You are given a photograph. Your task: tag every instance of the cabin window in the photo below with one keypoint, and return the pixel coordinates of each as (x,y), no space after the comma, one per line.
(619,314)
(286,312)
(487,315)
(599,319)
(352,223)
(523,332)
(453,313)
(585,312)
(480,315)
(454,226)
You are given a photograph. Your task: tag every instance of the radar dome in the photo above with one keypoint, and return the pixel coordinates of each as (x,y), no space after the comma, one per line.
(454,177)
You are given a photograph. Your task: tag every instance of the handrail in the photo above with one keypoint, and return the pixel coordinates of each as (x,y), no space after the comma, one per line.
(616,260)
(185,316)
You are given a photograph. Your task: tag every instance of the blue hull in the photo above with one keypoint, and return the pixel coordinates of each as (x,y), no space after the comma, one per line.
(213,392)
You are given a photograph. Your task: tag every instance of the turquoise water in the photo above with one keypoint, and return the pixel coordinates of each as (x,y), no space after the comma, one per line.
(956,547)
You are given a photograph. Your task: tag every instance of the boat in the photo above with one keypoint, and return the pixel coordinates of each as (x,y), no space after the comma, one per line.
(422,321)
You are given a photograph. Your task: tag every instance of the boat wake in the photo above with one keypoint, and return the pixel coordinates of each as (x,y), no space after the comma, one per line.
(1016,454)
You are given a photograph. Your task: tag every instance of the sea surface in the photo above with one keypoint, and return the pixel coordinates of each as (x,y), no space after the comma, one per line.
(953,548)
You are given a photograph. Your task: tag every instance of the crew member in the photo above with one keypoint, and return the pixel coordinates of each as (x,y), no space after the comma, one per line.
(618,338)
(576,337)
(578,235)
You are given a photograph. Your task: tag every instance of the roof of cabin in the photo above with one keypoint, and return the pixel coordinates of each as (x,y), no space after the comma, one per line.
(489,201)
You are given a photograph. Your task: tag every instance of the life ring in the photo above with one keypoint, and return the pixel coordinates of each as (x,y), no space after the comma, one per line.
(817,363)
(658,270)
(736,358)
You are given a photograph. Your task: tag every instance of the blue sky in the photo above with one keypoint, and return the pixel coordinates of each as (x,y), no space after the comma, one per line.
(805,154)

» What you should do: Convert all the rows above into a JSON array of strings, with one string per line and blank lines omitted.

» Solution to this task:
[
  "You are given a photograph. Your task: tag every instance of the cabin window in the photo below with one keypoint, and return the pixel coordinates of each as (x,y), no space after the comma, one per line.",
  "(619,314)",
  "(286,312)",
  "(487,315)",
  "(599,319)",
  "(352,223)",
  "(523,332)",
  "(453,313)",
  "(585,312)",
  "(480,315)",
  "(454,226)",
  "You are given a photograph. Your task: tag every instance of the radar dome in the photo above with one keypoint, and return the pixel coordinates of each as (x,y), no space after the comma, one per line.",
  "(454,177)",
  "You are given a photograph. Your task: tag every instance of the handrail in the photo above with one keypoint, and return the pixel coordinates of each as (x,y), no space after the comma, one per line.",
  "(616,260)",
  "(185,316)",
  "You are given a photograph. Your task: tag every instance of the blue hull in the photo above with one keypoint, and return the pixel coordinates of each as (x,y), no space after the comma, one per line.",
  "(213,392)",
  "You are given a photograph. Your task: tag every instance of the turquoise water in the photo above with one keypoint, and return the pixel coordinates of each as (x,y), no space after the comma, one per line.",
  "(956,547)",
  "You are given a photograph. Your task: tag every instance of the boat in the photo above with one keypoint, and return the pixel coordinates of each as (x,y), no space after the comma, one per line.",
  "(422,321)",
  "You are given a photograph. Your task: tag every instance of the boat wake in the photo above with one keypoint, and return the pixel coordinates of each as (x,y), no space after the comma, one per line.",
  "(1016,454)",
  "You are given a photograph. Your task: tag every instance of the sea surface in the photo above with one keypoint, and return the pixel coordinates of each as (x,y), no space after the comma, one per line.",
  "(953,548)",
  "You are given a photograph. Your task: tag every instance of the crew member in the photo above with one keypoint, and return the pixel coordinates of each as (x,y), no space after the comma, one per line.",
  "(618,338)",
  "(576,337)",
  "(578,235)",
  "You are given a photograph. Your task: tag every instance of the roof of cabin in the photo above with one keypoint, and return the pixel coordinates of each as (x,y), no space after the comma, one per line.",
  "(489,201)",
  "You are given a photograph. Your task: tag every instance of the life ring in the photo above with one keypoint, and return the pixel coordinates of each as (x,y), no space after the comma, one per line.",
  "(817,363)",
  "(658,270)",
  "(736,358)",
  "You are given a photograph. Your task: tag every instance of the blue sky in the photo above with one keypoint, and return the pixel coordinates of each as (x,y), no space after the comma, one per line.",
  "(805,154)"
]